__Supplied text__.
::::::
The pelvic exam consists of two main components: the insertion of a speculum to visualize the cervix and the bimanual exam where the practitioner inserts two fingers into the vagina and puts the other hand on the abdomen to palpate the uterus and ovaries. The rationales for a pelvic exam in asymptomatic women boil down to these:
- Screening for Chlamydia and gonorrhea
- Evaluation before prescribing hormonal contraceptives
- Screening for cervical cancer
- Early detection of ovarian cancer
None of these are supported by the evidence. Eliminating bimanual exams and limiting speculum exams in asymptomatic patients would reduce costs without reducing health benefits, allowing for better use of resources for services of proven benefit. Pelvic exams are necessary only for symptomatic patients and for follow-up of known abnormalities.
Screening for Chlamydia and Gonorrhea
Screening for Chlamydia in young women is evidence-based: it reduces the rate of pelvic inflammatory disease. New tests are available (on urine and self-administered vaginal swabs) that do not require a pelvic exam by a doctor. They are sensitive and cost-effective. Supporting references are listed in the article.
Doctors used to require pelvic exams before they would dispense prescriptions for oral contraceptives. This was never shown to be necessary; no findings from these exams influenced the decision to issue a prescription. One concern, the possibility of a pre-existing pregnancy, can’t be entirely ruled out by a pelvic exam; but the risk can be minimized by starting the pills after a normal menstrual period. Now all the major guidelines (from the FDA, WHO, ACOG, Planned Parenthood, etc.), specify that a pelvic exam is not required for hormonal contraception.
Cervical Cancer Screening
Pap smears have been proven effective in reducing morbidity and mortality from cervical cancer. Speculum exams are necessary to obtain specimens for Pap smears, but Pap smears need not be done annually and speculum exams need not be accompanied by bimanual exams. Current recommendations are to begin screening at age 21 and to re-screen at intervals of 2-3 years. New technology currently in development may eventually allow for equivalent screening without a pelvic exam.
::::::
__Things to do__.
1. Answer these questions from the text on pelvic exams:
(a) At what age do current recommendations say cervical cancer screening should begin?
(b) The new Chlamydia tests can be run on which two kinds of samples?
(c) How can the risk of a pre-existing pregnancy be minimized when starting oral contraceptives?
2. Return a passage of the text on pelvic exams word for word, beginning at the words "Doctors used to" and stopping after the words "for hormonal contraception.".
3. Take the text on pelvic exams further, starting after its last sentence.
The listing after this point is separate material, unrelated to the text on pelvic exams.

__Given material__.
::::::
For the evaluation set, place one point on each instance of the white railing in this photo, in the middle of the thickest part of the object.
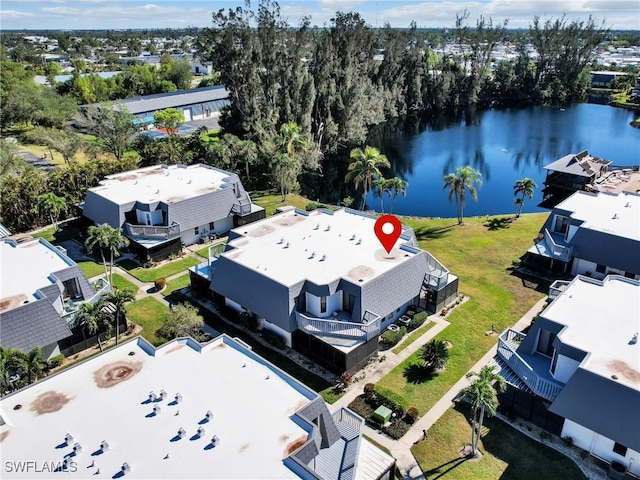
::::::
__Per-task outputs__.
1.
(a) Age 21.
(b) Urine and self-administered vaginal swabs.
(c) By starting the pills after a normal menstrual period.

2.
Doctors used to require pelvic exams before they would dispense prescriptions for oral contraceptives. This was never shown to be necessary; no findings from these exams influenced the decision to issue a prescription. One concern, the possibility of a pre-existing pregnancy, can’t be entirely ruled out by a pelvic exam; but the risk can be minimized by starting the pills after a normal menstrual period. Now all the major guidelines (from the FDA, WHO, ACOG, Planned Parenthood, etc.), specify that a pelvic exam is not required for hormonal contraception.

3.
The evidence shows that bimanual exams are useless for detecting ovarian cancer, and they are no longer recommended for this purpose.
Other Benefits/Risks of Pelvic Exams
While other conditions such as fibroids, ovarian cysts, and yeast infections can be detected by examining asymptomatic women, there is no evidence that early diagnosis improves outcomes. Over-screening for cervical cancer has been shown to lead to harm. Findings on pelvic exams can be false positives and can lead to unnecessary interventions.
“U.S. rates of ovarian cystectomy and hysterectomy are more than twice as high as rates in European countries, where the use of the pelvic examination is limited to symptomatic women.”
Is It Time to Abandon the Annual Pelvic Exam?
Yes, I think so. The existing evidence indicates that omitting it in asymptomatic women would not affect health outcomes. This article is representative of a growing consensus in the medical community, especially in other countries; but many US doctors are still doing annual pelvic exams. I suspect (just my opinion) that they are afraid of looking stupid or getting sued if they miss something, or are clinging to what they were taught to do out of inertia. Meanwhile, science-based doctors are leaning away from annual physical exams in general. As this website says,
The annual physical exam is beloved by many people and their doctors. But studies show that the actual exam isn’t very helpful in discovering problems. Leading doctors and medical groups have called the annual physical exam “not necessary” in generally healthy people.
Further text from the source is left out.